SOURCE PASSAGE —
◆ ◆ ◆ ◆

The value of line in print making
Creating form through texture and line
Creating form through texture and line working on symmetry or asymmetry
Description of Setting:
High School Art Classroom, 30+ students, 9 tables, 35 chairs, 2 sinks, projector
Public School, Fall Semester, 1st Quarter
45 minute class periods
Artists that use print making styles in their art work: George Caleb Bingham.
Throughout arts history Printmaking is a integral part in creating and producing art. It allows artists to share its work to millions in the public as well as a way to express oneself through etchings.
Goal and Outcomes:
Students will use positive and negative space to create art
Students will use value to create dimension
Students will understand how to make objects appear to be 2 dimensional
Students will create ten consistent prints using printing techniques
Students will write an artist statement explaining what they did and why they did it.
Students can make common relations about the use of line and value in art.
Students will be able to connect what they see to artists, and designers.
Students will be able to relate the common printmaking terminology associated to each assignment to different elements of design.
Positive Critique will be had at end of project.
Discussion pertaining to the silhouette project in class. Is it art? How did it make you feel? Does this give you opportunities to express yourselves in other ways?
still life, Pencils, pens, conte, graphite pencil, white prisma color pencil eraser- practice paper for study (newsprint blocks), 12 x 16 final sheets for lesson one through three diagrams. Paper should be clean and precise only markings represent the artwork and gestural drawings of the students on perspective.
Linoleum Block 12 x 16, thick printing paper, absorbent inks oil based, water soluble inks, magic marker, rollers, sponges, proper disposable lintels or fabric to soak up excess material
Projector and images of artists, and designer (george caleb bingham).
Students will arrive on time and take there seats for attendance. Students will stay attentive and quiet while working.Students will not text on cell phones. Students will raise hand with questions. Students will respect one another and the work that is being created. Students will give positive feed back.
Students will walk into class and take their seats. They will be given a quick art history lesson on use of value in drawing and the different forms of shading that create the iconic artworks shown. The students will then be given time to practice shading techniques using line. (hatching, cross hatching, solid line to lighter gradient)
The students will then be given a white sheet of paper and told to think about how to shade the positive space in the narrative in front of them. Once that is complete they will be given a black sheet of paper with a white pencil and be asked to recreate the same image using only negative space and shading. This will get them thinking about what is positive what is negative space.
We will then hold a 10 minute conversation discussing the uses of positive and negative space as well as the trouble they had recreating the artwork. which was harder to do? Generally this is a 50 /50 split between students who can easily recognize the difference and those who can not see it.
Once finished with the relationship of value to positive and negative space the students are assigned to a 12 x 16 sheet of paper and given the opportunity to brainstorm ideas for their next artwork. They must use proper shading techniques and be able to tell me their idea and use of form in the drawing.
When the drawing is finished the students will then reproduce a light sketch onto a linoleum 12 x 16 block and after a brief lesson on the carving tools and carving into linoleum be set to the task of recreating their work into a linoleum print.
Later they will have the opportunity to use ink and rollers to process the print. They will also need to have 10 consistent prints that show they understand the proper amount and relative use of the ink to the page so that the paper doesn’t absorb to much or to little ink in the process.
With 10 minutes to spare the students will put up any lose material stack the linoleum prints after they put their name on the back and put away the carving tools.
Students will have the opportunity to pick an artist discussed to start there paper. This paper will help create an art history book and test material at the end of the year.
As the time nears end, the students will put away all material and find their table and wait for the bell patiently.
Student will leave the classroom courteous of one another.

◆ ◆ ◆ ◆

Stored entries:
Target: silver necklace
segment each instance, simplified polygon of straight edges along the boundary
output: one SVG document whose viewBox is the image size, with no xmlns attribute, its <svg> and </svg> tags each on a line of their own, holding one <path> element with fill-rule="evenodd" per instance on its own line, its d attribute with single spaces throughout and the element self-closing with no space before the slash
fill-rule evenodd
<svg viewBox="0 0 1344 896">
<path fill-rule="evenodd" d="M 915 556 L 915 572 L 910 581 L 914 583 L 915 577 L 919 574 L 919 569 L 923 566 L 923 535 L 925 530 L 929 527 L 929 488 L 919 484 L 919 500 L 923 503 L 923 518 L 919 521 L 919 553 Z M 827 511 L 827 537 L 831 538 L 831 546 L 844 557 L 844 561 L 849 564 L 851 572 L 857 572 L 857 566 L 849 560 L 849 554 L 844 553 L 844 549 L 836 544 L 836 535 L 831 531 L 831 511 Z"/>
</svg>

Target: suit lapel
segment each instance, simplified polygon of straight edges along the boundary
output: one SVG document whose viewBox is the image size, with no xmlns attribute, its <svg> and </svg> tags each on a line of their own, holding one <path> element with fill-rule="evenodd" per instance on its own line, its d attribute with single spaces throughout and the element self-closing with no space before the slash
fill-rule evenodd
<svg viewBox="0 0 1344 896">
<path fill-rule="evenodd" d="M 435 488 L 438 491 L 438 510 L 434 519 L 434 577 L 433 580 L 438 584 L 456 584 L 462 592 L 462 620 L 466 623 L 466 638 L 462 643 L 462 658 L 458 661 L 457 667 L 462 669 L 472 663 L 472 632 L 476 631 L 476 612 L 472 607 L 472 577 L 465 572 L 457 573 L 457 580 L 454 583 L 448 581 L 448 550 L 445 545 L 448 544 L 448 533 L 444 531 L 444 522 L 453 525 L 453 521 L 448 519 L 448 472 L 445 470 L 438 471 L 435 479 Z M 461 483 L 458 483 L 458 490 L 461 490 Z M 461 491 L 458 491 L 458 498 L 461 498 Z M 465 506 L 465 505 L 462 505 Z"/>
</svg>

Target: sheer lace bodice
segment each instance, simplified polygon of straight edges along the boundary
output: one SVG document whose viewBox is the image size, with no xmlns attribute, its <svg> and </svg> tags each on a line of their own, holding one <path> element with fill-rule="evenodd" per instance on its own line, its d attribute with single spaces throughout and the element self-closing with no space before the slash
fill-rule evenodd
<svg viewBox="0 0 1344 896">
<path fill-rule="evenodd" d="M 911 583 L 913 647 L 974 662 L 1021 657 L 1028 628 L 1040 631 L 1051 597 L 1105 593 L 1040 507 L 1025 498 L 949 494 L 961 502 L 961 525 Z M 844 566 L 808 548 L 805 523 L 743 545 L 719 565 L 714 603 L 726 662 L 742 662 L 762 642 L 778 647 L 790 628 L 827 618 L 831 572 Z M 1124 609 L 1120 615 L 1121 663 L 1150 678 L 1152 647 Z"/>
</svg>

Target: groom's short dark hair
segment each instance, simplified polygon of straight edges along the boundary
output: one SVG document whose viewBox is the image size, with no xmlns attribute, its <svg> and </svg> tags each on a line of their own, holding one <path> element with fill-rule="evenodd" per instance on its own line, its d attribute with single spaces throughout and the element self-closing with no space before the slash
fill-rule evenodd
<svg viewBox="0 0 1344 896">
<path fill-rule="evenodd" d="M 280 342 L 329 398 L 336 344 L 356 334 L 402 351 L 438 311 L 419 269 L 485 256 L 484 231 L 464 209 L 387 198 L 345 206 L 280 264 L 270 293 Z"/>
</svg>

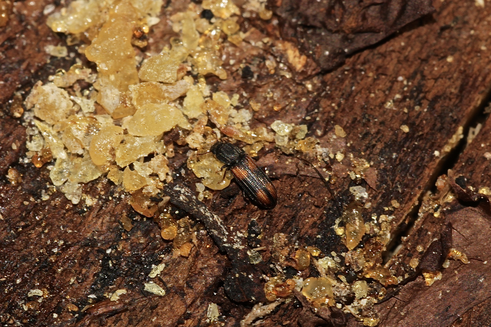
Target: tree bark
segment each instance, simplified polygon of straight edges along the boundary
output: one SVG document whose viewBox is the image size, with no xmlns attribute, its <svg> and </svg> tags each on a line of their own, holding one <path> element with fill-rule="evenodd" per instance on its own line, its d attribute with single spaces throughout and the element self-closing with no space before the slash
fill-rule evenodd
<svg viewBox="0 0 491 327">
<path fill-rule="evenodd" d="M 443 204 L 441 214 L 436 215 L 437 209 L 429 208 L 434 200 L 425 196 L 437 177 L 449 168 L 454 177 L 464 176 L 466 186 L 476 191 L 491 185 L 485 154 L 491 152 L 491 123 L 488 114 L 482 113 L 491 86 L 491 6 L 487 2 L 480 7 L 470 1 L 436 0 L 432 15 L 355 53 L 327 72 L 321 72 L 322 67 L 308 52 L 295 72 L 282 50 L 285 46 L 278 25 L 258 18 L 245 20 L 242 26 L 257 32 L 249 35 L 243 48 L 225 50 L 228 78 L 209 77 L 208 83 L 225 92 L 246 94 L 249 101 L 260 103 L 254 113 L 257 124 L 269 125 L 281 120 L 306 124 L 321 147 L 343 154 L 342 160 L 335 158 L 319 167 L 321 175 L 325 174 L 323 168 L 332 172 L 335 182 L 329 185 L 334 197 L 309 165 L 272 145 L 259 152 L 258 164 L 266 167 L 277 190 L 274 209 L 261 210 L 251 204 L 234 183 L 214 192 L 212 199 L 187 206 L 180 202 L 180 194 L 193 190 L 199 180 L 186 166 L 187 149 L 176 147 L 170 164 L 179 176 L 165 187 L 164 194 L 171 197 L 177 214 L 189 215 L 204 226 L 190 256 L 177 258 L 172 258 L 171 243 L 162 239 L 153 220 L 136 214 L 124 193 L 106 179 L 84 186 L 83 193 L 97 199 L 92 205 L 83 201 L 73 205 L 59 191 L 47 201 L 40 200 L 42 192 L 48 189 L 49 171 L 47 165 L 40 169 L 22 160 L 25 127 L 22 120 L 11 117 L 9 100 L 14 92 L 25 98 L 37 80 L 47 80 L 57 69 L 68 69 L 75 59 L 54 59 L 45 53 L 45 45 L 64 41 L 45 24 L 43 10 L 53 1 L 31 3 L 14 2 L 7 25 L 0 30 L 4 54 L 0 62 L 2 325 L 205 326 L 208 305 L 216 303 L 225 326 L 238 326 L 253 304 L 266 301 L 263 276 L 274 276 L 272 266 L 281 250 L 275 235 L 276 239 L 279 233 L 285 235 L 282 246 L 289 249 L 287 256 L 307 246 L 326 253 L 346 252 L 332 226 L 341 214 L 340 208 L 353 201 L 350 188 L 361 186 L 371 203 L 362 210 L 365 221 L 372 214 L 394 216 L 390 222 L 392 248 L 388 250 L 402 245 L 386 267 L 404 277 L 404 281 L 376 305 L 381 317 L 378 326 L 487 326 L 491 314 L 488 214 L 475 203 L 456 200 Z M 172 1 L 168 10 L 187 4 Z M 150 32 L 149 51 L 160 50 L 168 39 L 166 14 L 169 14 L 163 11 L 162 24 Z M 254 38 L 266 37 L 272 40 L 270 46 L 252 45 Z M 80 55 L 74 48 L 69 50 Z M 270 74 L 265 64 L 270 56 L 291 67 L 291 77 L 279 74 L 279 68 Z M 242 64 L 252 68 L 255 78 L 242 78 Z M 483 127 L 467 145 L 469 127 L 478 122 Z M 336 136 L 335 125 L 342 127 L 345 137 Z M 370 163 L 364 178 L 350 177 L 349 172 L 355 168 L 352 158 Z M 12 183 L 6 178 L 11 168 L 22 181 Z M 191 202 L 193 194 L 188 196 Z M 394 206 L 393 201 L 400 205 Z M 201 214 L 197 207 L 203 209 Z M 129 231 L 120 223 L 125 216 L 134 225 Z M 213 225 L 214 217 L 223 224 Z M 251 234 L 256 228 L 252 220 L 260 227 L 262 238 L 238 236 L 238 231 Z M 466 253 L 470 263 L 452 261 L 442 271 L 441 280 L 426 286 L 409 261 L 422 257 L 424 251 L 417 251 L 417 246 L 427 248 L 449 222 L 453 226 L 452 247 Z M 226 232 L 216 232 L 220 228 Z M 261 252 L 263 261 L 252 265 L 247 251 L 258 245 L 265 247 Z M 155 282 L 166 295 L 155 296 L 144 290 L 143 283 L 149 280 L 152 265 L 161 263 L 165 268 Z M 315 271 L 311 265 L 300 273 L 293 269 L 285 273 L 306 278 Z M 119 289 L 128 293 L 120 301 L 110 301 L 109 294 Z M 29 293 L 34 289 L 43 295 Z M 95 305 L 82 310 L 92 304 Z M 281 303 L 264 317 L 261 326 L 325 322 L 303 309 L 299 300 Z M 362 326 L 352 316 L 348 324 Z"/>
</svg>

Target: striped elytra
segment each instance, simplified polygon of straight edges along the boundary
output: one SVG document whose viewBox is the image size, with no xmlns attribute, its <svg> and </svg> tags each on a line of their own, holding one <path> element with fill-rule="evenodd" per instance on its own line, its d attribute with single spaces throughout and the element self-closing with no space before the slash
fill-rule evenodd
<svg viewBox="0 0 491 327">
<path fill-rule="evenodd" d="M 253 159 L 230 143 L 217 142 L 210 151 L 230 170 L 247 198 L 258 207 L 273 209 L 276 204 L 276 191 L 271 180 Z"/>
</svg>

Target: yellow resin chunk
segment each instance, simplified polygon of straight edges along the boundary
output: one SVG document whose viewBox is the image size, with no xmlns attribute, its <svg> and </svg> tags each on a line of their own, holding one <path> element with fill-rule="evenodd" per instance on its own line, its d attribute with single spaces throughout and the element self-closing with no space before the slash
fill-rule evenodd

◆ ◆ ◆ ◆

QUESTIONS ON THE MATERIAL —
**1)** Using the printmaking lesson plan, turn the paragraph beginning "The students will then be given a white sheet of paper" into a short list that keeps its main facts.
**2)** According to the printmaking lesson plan, why must students produce 10 consistent prints?
**3)** Reproduce the part of the printmaking lesson plan that begins at the words "Students can make" and stops after "elements of design.".

ANSWERS FOR THIS EXERCISE —
**1)**
- Students get a white sheet of paper and think about how to shade the positive space in the narrative in front of them.
- Next, they get a black sheet of paper and a white pencil and recreate the same image using only negative space and shading.
- The exercise gets them thinking about what is positive and what is negative space.

**2)** The 10 consistent prints must show that students understand the proper amount and relative use of ink on the page. This keeps the paper from absorbing too much or too little ink during printing.

**3)**
Students can make common relations about the use of line and value in art.
Students will be able to connect what they see to artists, and designers.
Students will be able to relate the common printmaking terminology associated to each assignment to different elements of design.